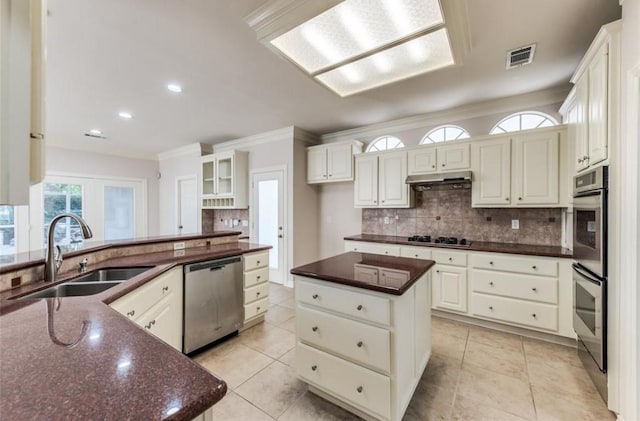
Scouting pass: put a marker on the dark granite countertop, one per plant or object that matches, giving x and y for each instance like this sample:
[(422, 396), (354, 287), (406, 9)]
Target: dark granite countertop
[(117, 370), (395, 275), (526, 249), (19, 260)]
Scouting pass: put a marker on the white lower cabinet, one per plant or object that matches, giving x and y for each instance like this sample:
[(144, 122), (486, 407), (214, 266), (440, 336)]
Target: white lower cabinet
[(157, 307), (362, 349), (256, 286), (531, 292)]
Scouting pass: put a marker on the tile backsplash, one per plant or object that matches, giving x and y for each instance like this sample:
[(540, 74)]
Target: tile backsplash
[(448, 213), (222, 220)]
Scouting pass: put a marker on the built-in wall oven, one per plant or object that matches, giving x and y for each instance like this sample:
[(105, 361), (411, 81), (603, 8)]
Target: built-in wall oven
----------
Stated task >> Print the material verbatim, starting at the line that contains "Scouting pass: put a marker on the built-in" and ending at the final line of the material, with both of those lines included.

Result of the task >>
Scouting pass: put a marker on the built-in wall oven, one per plant or object that matches, giving x and y for each instance like this sample:
[(105, 361), (411, 81), (603, 8)]
Target: built-in wall oven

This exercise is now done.